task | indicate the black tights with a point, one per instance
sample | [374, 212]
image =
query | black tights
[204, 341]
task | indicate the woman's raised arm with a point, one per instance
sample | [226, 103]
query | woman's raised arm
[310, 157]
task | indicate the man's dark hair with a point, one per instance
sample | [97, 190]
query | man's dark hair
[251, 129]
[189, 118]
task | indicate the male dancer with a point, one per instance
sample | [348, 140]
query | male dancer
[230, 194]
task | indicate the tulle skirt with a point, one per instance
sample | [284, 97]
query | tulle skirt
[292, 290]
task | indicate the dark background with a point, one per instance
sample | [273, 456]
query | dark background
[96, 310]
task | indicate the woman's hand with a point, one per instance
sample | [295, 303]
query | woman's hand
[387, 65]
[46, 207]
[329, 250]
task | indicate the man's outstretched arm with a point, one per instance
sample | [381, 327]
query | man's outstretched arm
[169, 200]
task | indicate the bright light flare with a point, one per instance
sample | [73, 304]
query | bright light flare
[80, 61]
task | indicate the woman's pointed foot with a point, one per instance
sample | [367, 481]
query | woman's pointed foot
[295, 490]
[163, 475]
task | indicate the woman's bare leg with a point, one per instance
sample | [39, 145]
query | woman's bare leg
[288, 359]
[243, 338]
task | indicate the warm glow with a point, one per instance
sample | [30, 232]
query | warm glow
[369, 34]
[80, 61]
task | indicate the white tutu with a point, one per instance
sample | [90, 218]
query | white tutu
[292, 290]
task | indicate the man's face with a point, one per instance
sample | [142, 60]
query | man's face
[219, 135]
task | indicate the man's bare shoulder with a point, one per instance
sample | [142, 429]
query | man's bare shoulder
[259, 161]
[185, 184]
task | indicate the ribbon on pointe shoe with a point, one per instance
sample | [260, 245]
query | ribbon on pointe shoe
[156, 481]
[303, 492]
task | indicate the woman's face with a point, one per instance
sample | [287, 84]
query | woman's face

• _Given problem_
Pull out every line from the one with "task | indicate the man's face" to the end of the listing, and output only those.

• _Answer to the task_
task | indicate the man's face with a point, one per instance
sample | [142, 60]
query | man's face
[219, 135]
task | indicate the man's bare shoulder with a point, one per instance
sample | [142, 429]
query | man's bare shoulder
[259, 161]
[185, 184]
task | indicate the ribbon on pointe shoe with a point, one per instance
sample | [260, 245]
query | ribbon on pointe shoe
[156, 481]
[303, 492]
task | indicate the woman's face with a point, one per instance
sample | [287, 84]
query | woman's face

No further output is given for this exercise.